**Work required**
Quote every line as written. Omit pictures.

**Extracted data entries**
— Start —

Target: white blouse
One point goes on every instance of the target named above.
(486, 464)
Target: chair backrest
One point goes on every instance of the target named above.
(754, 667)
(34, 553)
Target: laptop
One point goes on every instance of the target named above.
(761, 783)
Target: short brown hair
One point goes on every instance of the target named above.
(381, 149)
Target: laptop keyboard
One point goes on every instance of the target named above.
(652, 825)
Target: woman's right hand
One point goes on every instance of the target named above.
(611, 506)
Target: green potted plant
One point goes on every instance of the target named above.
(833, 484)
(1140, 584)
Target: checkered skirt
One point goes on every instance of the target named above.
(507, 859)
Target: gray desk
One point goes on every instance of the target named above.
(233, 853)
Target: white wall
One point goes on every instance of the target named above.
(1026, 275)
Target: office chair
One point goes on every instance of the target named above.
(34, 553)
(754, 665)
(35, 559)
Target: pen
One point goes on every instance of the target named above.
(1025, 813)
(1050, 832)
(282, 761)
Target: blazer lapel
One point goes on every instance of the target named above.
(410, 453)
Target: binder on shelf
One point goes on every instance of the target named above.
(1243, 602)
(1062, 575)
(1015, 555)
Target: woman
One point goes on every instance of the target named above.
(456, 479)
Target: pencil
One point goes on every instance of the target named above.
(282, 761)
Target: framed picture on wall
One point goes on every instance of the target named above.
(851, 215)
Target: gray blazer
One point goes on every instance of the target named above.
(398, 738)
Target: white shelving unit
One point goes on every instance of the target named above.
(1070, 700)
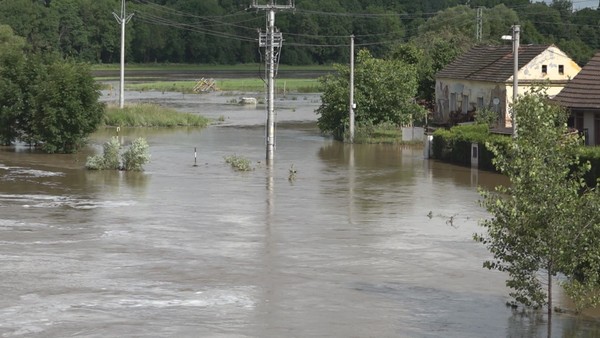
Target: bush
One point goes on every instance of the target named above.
(136, 155)
(238, 163)
(454, 145)
(133, 159)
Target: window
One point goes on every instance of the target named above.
(453, 102)
(465, 104)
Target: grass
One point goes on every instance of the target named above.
(150, 115)
(243, 85)
(251, 67)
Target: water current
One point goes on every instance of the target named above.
(365, 241)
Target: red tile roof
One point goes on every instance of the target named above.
(583, 91)
(490, 63)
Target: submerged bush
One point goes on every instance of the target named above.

— End —

**Result**
Target: white blouse
One point goes on every instance of the target named above.
(486, 464)
Target: chair backrest
One point goes on every instance of the target named above.
(754, 667)
(34, 553)
Target: laptop
One point goes on every instance of the target named above.
(761, 783)
Target: short brown hair
One point goes on every instance of the target named above.
(381, 149)
Target: laptop keyboard
One point goes on every instance of the target named above.
(652, 825)
Target: woman's right hand
One point goes on every instance of the target named above.
(611, 506)
Target: green potted plant
One point goes on every instance of the target named above.
(833, 484)
(1140, 584)
Target: checkered skirt
One point goes on every instance of the target named above.
(507, 859)
Target: gray desk
One point goes on every instance of the target named above.
(233, 853)
Target: white wall
One point goes on every instance of the target named above.
(1026, 275)
Target: office chair
One point goes on every instance of the target named above.
(34, 553)
(754, 665)
(35, 559)
Target: pen
One point goes on every instance of the target named above.
(1025, 813)
(1050, 832)
(282, 761)
Target: blazer lapel
One point goes on every instance of the target named above.
(410, 453)
Target: binder on shelf
One point goes on every instance of the target named above.
(1243, 602)
(1062, 575)
(1015, 555)
Target: woman
One point goes on every instance of the target named above.
(456, 479)
Target: pencil
One point goes on every instance of the target named above.
(282, 761)
Target: framed picture on wall
One point goes on every instance of the target named above.
(851, 215)
Target: gray blazer
One point goes on every instance of the target named above.
(398, 738)
Target: white shelving unit
One point goes on every instance of the target named above.
(1070, 700)
Target: bush
One point goes on every instance of the target named above.
(136, 155)
(238, 163)
(454, 145)
(133, 159)
Target: window
One point goes on every instance of the target named above.
(453, 102)
(465, 104)
Target: grass
One point goes on every instance of the target named above.
(150, 115)
(243, 85)
(251, 67)
Target: water current
One point goes on every instance of the target named above.
(365, 241)
Target: red tile roof
One point goes on every instance of the target named above.
(583, 91)
(490, 63)
Target: submerged bush
One point goes on every instance of the target named above.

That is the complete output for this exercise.